- _Supplied text_:
Figure 3-2 A typical 8-KB data page, showing the header, the data, and slot array.

At certain points in the data file, there are system-specific data pages (also 8 KB in size). These help SQL Server recognize and manage the different data within each file.

Several types of pages can be found in a data file:

  • Data. Regular data from a heap, or clustered index at the leaf level (the data itself; what you would see when querying a table).

  • Index. Nonclustered index data at the leaf and non-leaf level as well as clustered indexes at the non-leaf level.

  • Large object data types. These include text, ntext, image, nvarchar(max), varchar(max), varbinary(max), Common Language Runtime (CLR) data types, xml, and sql_variant where it exceeds 8 KB. Overflow data can also be stored here (data that has been moved “off-page” by the Database Engine), with a pointer from the original page.

  • Global Allocation Map (GAM). Keeps track of all free extents in a data file. There is one GAM page for every GAM interval (64,000 extents, or roughly 4 GB).

  • Shared Global Allocation Map (SGAM). Keeps track of all extents that can be mixed extents. It has the same interval as the GAM.

  • Page Free Space (PFS). Keeps track of free space inside heap and large object pages. There is one PFS page for every PFS interval (8,088 pages, or roughly 64 MB).

  • Index Allocation Map (IAM). Keeps track of which extents in a GAM interval belong to a particular allocation unit (an allocation unit is a bucket of pages that belong to a partition, which in turn belongs to a table). It has the same interval as the GAM. There is at least one IAM for every allocation unit. If more than one IAM belongs to an allocation unit, it forms an IAM chain.

  • Bulk Changed Map (BCM). Keeps track of extents that were modified by bulk-logged operations since the last full backup. It is used by transaction log backups in the bulk-logged recovery model to see which extents to back up.

  • Differential Changed Map (DCM). Sometimes called a differential bitmap. Keeps track of extents that were modified since the last full or differential backup that is used for differential backups.

  • Boot Page. Only one per database and contains information about the database.

  • File Header Page. One per data file and contains information about the file.

Verifying data pages by using a checksum

By default, when a data page is read into the buffer pool, a checksum is automatically calculated over the entire 8-KB page and compared to the checksum stored in the page header on the drive. This is how SQL Server keeps track of page-level corruption. If the checksum stored on the drive does not match the checksum in memory, corruption has occurred. A record of this suspect page is stored in the msdb database and you will see an error message when that page is accessed.

The same checksum is performed when writing to a drive. If the checksum on the drive does not match the checksum in the data page in the buffer pool, page-level corruption has occurred.

Although the PAGE_VERIFY property on new databases is set to CHECKSUM by default, it might be necessary to check databases that have been upgraded from previous versions of SQL Server, especially those created prior to SQL Server 2005 (compatibility level 90).

- _Direction a_: Update the SQL Server data page text from "The same checksum" down to "page-level corruption has occurred.", putting "page cache" in place of "buffer pool" wherever it occurs.
The SQL Server data page text and the records come from unrelated sources.

- _Entries provided_:
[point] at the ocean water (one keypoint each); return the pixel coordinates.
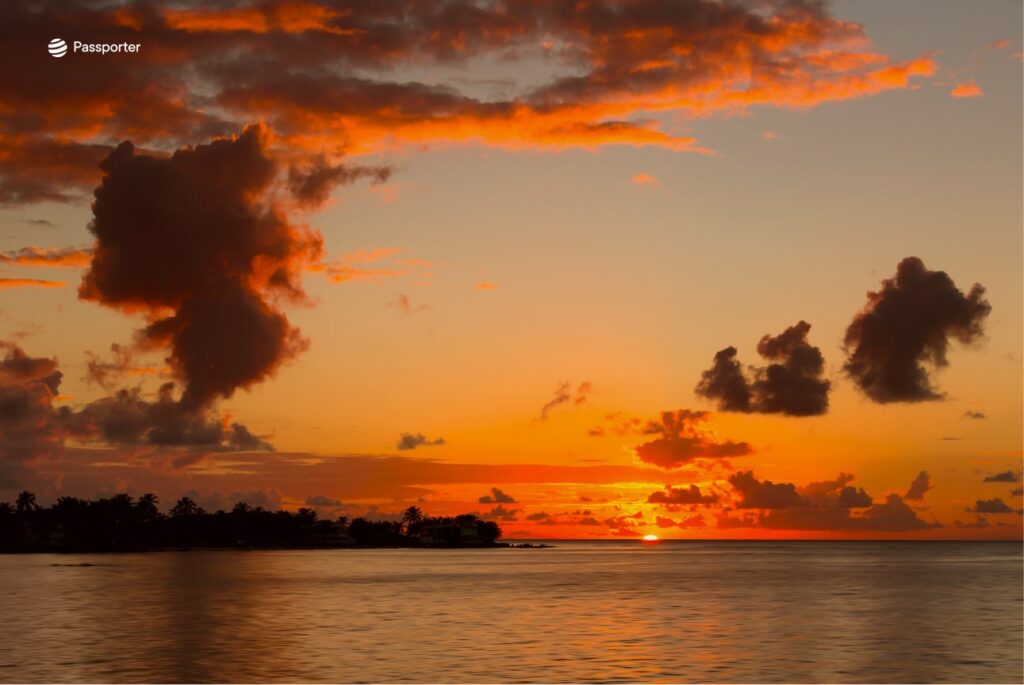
(854, 611)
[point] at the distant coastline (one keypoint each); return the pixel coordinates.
(122, 523)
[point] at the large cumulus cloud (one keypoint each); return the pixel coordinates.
(904, 331)
(196, 241)
(792, 384)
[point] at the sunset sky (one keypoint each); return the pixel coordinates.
(480, 257)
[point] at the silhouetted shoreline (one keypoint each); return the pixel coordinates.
(122, 523)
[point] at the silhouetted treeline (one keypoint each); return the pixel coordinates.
(124, 523)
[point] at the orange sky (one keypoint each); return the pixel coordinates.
(483, 261)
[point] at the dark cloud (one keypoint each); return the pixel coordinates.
(214, 250)
(322, 74)
(563, 395)
(683, 438)
(993, 506)
(905, 327)
(919, 486)
(414, 440)
(34, 256)
(688, 522)
(830, 505)
(500, 513)
(497, 497)
(31, 427)
(725, 383)
(792, 384)
(678, 496)
(1003, 477)
(126, 418)
(311, 179)
(764, 495)
(323, 502)
(108, 373)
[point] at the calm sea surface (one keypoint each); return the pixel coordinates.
(582, 611)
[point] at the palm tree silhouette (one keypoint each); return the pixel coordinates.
(26, 503)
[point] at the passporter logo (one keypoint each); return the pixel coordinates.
(58, 47)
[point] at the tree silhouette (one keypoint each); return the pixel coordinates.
(122, 523)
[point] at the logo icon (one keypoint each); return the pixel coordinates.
(57, 47)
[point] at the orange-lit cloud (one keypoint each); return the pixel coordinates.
(300, 65)
(352, 266)
(31, 283)
(645, 179)
(967, 89)
(33, 256)
(289, 17)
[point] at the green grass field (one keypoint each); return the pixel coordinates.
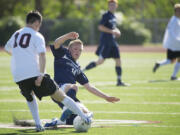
(151, 97)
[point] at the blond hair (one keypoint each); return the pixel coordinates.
(176, 6)
(76, 41)
(116, 1)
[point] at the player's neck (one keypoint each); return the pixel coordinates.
(31, 26)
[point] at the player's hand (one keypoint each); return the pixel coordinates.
(38, 80)
(112, 99)
(73, 35)
(116, 32)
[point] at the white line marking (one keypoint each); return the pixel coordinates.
(93, 102)
(101, 112)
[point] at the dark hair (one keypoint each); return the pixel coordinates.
(33, 16)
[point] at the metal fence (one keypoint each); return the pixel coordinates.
(91, 34)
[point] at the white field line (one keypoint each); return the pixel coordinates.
(104, 123)
(93, 102)
(9, 88)
(99, 112)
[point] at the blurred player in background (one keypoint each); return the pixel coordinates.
(108, 47)
(172, 43)
(65, 64)
(27, 47)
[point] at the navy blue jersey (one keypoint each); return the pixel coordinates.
(66, 70)
(109, 21)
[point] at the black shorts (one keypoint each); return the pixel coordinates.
(48, 87)
(108, 51)
(172, 54)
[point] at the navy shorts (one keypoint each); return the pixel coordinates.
(172, 54)
(108, 49)
(48, 87)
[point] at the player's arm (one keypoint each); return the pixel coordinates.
(60, 40)
(42, 62)
(42, 65)
(115, 32)
(98, 93)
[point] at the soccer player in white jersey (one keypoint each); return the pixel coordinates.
(27, 47)
(172, 43)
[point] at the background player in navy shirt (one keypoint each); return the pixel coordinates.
(108, 47)
(67, 71)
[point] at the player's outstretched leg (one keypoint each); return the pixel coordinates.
(161, 63)
(90, 66)
(69, 103)
(33, 106)
(176, 69)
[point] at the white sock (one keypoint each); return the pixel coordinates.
(164, 62)
(69, 103)
(176, 69)
(33, 106)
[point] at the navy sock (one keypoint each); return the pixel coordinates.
(119, 72)
(66, 114)
(59, 103)
(72, 93)
(90, 65)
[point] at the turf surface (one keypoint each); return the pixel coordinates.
(151, 97)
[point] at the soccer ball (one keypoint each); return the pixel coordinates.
(80, 125)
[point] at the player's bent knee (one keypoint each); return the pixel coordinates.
(75, 87)
(58, 95)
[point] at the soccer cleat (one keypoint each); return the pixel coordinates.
(53, 123)
(174, 78)
(88, 119)
(156, 66)
(39, 128)
(119, 83)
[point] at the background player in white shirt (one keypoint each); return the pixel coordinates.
(171, 42)
(27, 47)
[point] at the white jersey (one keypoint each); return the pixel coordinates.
(172, 34)
(25, 45)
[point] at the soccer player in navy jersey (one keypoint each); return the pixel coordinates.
(28, 61)
(171, 42)
(108, 47)
(67, 72)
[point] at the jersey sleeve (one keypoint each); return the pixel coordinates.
(40, 44)
(82, 79)
(9, 45)
(103, 19)
(58, 52)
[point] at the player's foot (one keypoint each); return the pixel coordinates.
(156, 66)
(174, 78)
(39, 128)
(53, 123)
(88, 120)
(120, 83)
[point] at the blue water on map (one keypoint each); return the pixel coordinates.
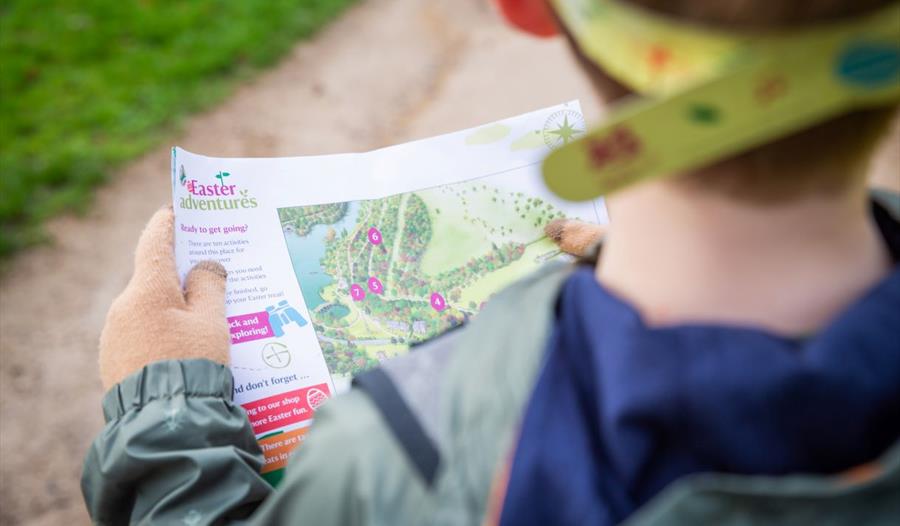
(306, 255)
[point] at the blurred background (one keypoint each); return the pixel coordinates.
(93, 93)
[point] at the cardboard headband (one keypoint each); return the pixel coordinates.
(711, 94)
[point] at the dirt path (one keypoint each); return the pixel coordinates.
(388, 71)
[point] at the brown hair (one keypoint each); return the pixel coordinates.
(825, 158)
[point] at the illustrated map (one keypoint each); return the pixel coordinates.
(381, 275)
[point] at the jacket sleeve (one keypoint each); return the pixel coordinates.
(175, 450)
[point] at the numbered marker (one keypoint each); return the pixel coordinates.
(357, 293)
(438, 302)
(374, 236)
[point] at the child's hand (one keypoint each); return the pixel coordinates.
(153, 319)
(573, 236)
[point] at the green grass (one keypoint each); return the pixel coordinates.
(88, 84)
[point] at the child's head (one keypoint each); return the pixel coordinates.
(826, 158)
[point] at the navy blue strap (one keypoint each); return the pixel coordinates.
(409, 432)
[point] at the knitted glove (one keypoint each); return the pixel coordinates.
(153, 319)
(573, 236)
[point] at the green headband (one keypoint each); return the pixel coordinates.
(713, 94)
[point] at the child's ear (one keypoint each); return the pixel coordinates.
(531, 16)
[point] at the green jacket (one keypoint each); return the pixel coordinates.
(418, 441)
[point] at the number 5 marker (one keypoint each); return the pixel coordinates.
(357, 293)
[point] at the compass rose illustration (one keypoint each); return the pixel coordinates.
(562, 127)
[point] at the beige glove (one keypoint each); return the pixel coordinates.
(153, 319)
(573, 236)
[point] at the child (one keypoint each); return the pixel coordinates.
(731, 356)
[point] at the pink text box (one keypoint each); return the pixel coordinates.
(249, 327)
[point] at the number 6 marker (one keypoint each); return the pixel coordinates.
(438, 302)
(374, 236)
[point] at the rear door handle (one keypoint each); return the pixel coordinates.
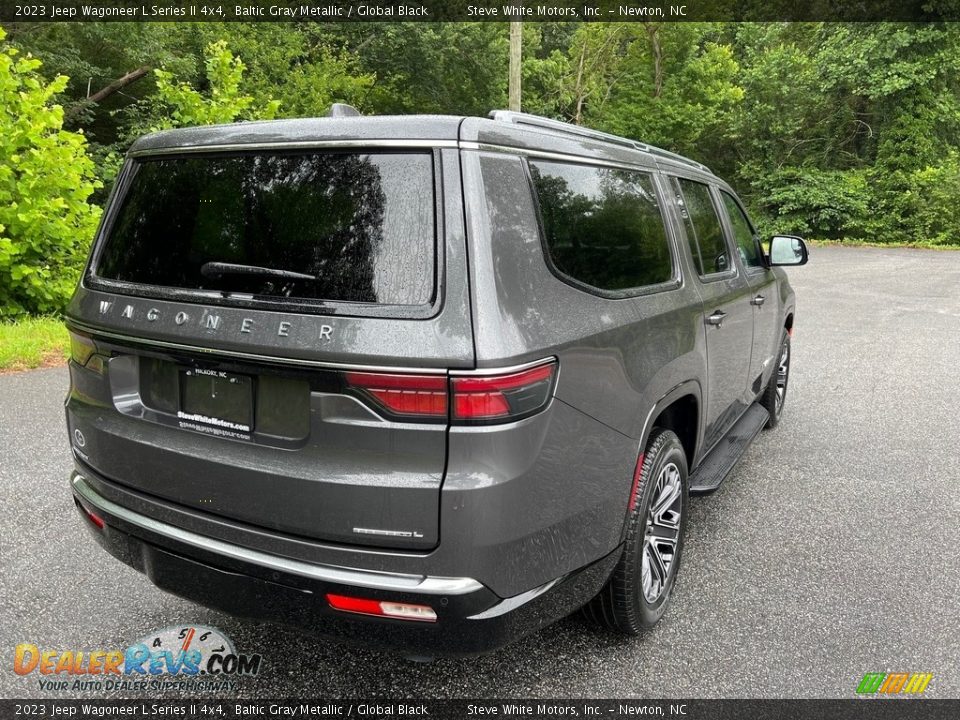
(717, 318)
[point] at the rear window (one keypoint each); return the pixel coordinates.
(326, 227)
(603, 227)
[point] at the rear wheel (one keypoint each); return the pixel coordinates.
(776, 392)
(636, 595)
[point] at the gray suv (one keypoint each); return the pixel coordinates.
(422, 383)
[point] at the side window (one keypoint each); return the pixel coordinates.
(743, 233)
(603, 227)
(704, 231)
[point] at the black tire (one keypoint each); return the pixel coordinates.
(771, 399)
(623, 605)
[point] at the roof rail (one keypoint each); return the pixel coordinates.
(518, 118)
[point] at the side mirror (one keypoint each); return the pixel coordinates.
(788, 250)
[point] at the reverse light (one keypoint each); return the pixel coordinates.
(382, 608)
(411, 395)
(507, 396)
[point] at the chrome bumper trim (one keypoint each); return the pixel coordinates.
(396, 582)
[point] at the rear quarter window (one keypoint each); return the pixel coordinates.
(603, 227)
(341, 227)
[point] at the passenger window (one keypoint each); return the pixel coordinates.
(704, 231)
(743, 233)
(603, 226)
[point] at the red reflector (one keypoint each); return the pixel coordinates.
(424, 395)
(349, 604)
(382, 608)
(636, 482)
(477, 405)
(517, 394)
(94, 518)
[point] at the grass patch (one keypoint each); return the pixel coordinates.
(922, 245)
(33, 342)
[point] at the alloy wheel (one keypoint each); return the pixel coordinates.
(662, 533)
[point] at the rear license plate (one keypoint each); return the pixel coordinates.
(217, 398)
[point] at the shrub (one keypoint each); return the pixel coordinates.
(46, 178)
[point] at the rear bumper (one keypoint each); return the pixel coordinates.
(471, 619)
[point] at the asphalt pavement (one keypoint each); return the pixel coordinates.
(831, 551)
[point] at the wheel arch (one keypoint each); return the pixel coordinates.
(679, 410)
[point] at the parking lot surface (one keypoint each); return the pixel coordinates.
(832, 550)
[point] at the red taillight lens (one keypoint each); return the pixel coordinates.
(509, 396)
(410, 395)
(474, 398)
(382, 608)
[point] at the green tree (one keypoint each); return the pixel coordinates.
(46, 178)
(179, 104)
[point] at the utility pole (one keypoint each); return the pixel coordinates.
(515, 47)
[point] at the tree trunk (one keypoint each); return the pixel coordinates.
(107, 91)
(515, 56)
(653, 34)
(578, 88)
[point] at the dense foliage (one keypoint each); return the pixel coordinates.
(45, 180)
(836, 131)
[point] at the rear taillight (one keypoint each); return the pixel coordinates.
(382, 608)
(420, 396)
(466, 399)
(502, 396)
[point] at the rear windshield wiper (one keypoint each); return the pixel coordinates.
(216, 270)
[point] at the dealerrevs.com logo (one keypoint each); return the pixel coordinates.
(192, 657)
(894, 683)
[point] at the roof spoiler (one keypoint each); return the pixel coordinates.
(343, 110)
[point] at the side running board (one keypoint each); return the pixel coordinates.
(722, 459)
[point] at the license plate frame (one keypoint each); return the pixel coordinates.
(217, 398)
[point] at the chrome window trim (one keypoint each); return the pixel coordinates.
(390, 582)
(560, 157)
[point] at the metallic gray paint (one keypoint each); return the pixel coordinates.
(513, 506)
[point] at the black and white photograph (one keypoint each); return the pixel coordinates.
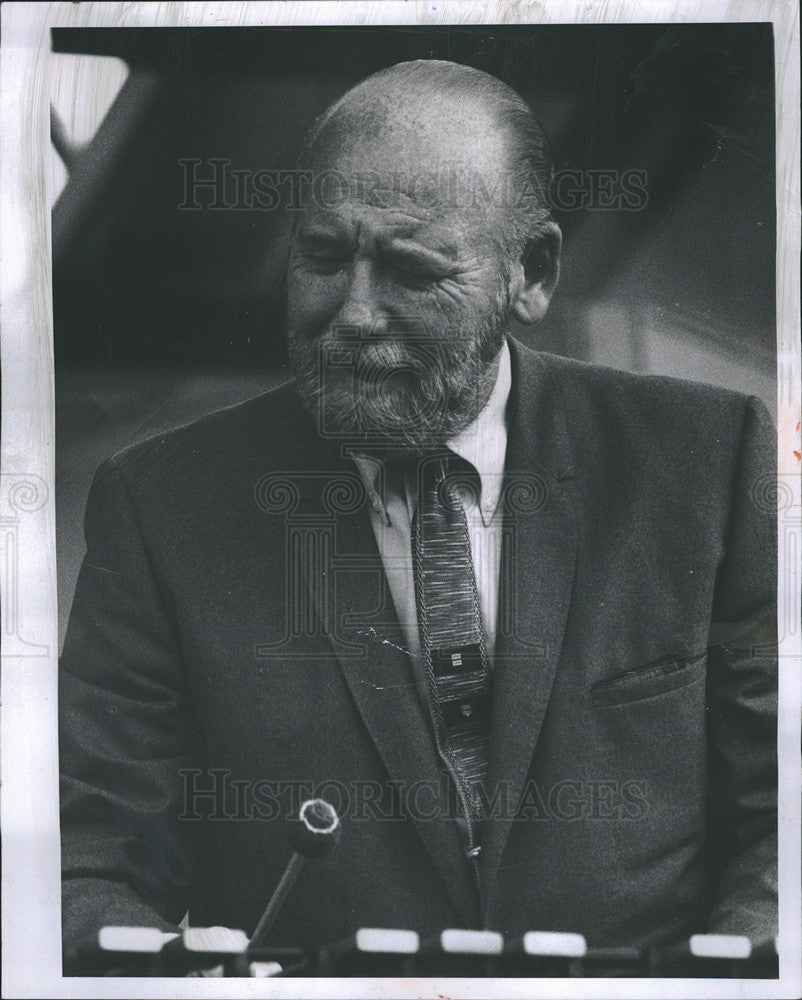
(401, 502)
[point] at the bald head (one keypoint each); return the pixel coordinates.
(445, 132)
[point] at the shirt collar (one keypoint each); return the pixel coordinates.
(483, 444)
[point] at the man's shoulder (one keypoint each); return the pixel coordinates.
(663, 404)
(615, 386)
(269, 426)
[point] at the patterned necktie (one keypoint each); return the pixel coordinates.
(452, 640)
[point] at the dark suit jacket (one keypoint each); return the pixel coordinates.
(231, 624)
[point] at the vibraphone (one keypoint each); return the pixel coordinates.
(143, 951)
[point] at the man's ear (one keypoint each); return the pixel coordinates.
(535, 274)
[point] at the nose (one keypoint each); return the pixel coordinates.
(361, 308)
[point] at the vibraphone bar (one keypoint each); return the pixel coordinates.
(216, 951)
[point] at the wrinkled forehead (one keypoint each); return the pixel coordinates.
(434, 173)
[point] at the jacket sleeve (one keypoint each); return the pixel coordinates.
(124, 732)
(742, 697)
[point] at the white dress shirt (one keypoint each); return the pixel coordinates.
(483, 444)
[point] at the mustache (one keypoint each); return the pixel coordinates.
(382, 353)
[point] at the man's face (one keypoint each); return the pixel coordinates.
(397, 302)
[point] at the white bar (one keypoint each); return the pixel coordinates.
(465, 942)
(147, 940)
(264, 970)
(217, 939)
(720, 946)
(388, 940)
(555, 943)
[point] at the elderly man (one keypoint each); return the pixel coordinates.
(509, 613)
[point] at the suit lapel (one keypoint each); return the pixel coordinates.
(536, 578)
(358, 614)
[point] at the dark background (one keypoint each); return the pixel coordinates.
(161, 313)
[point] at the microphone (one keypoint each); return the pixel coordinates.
(313, 834)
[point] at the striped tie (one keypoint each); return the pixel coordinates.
(450, 621)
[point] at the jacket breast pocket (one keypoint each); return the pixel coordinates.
(649, 681)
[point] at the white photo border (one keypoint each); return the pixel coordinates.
(31, 919)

- _Direction b_: Return, unchanged, everything in the records from the line containing "[point] at the white photo" down to the final line of the records.

- _Right answer a_:
The same checksum is performed when writing to a drive. If the checksum on the drive does not match the checksum in the data page in the page cache, page-level corruption has occurred.

- _Right answer b_:
[point] at the white photo border (one keypoint each); return the pixel coordinates.
(31, 919)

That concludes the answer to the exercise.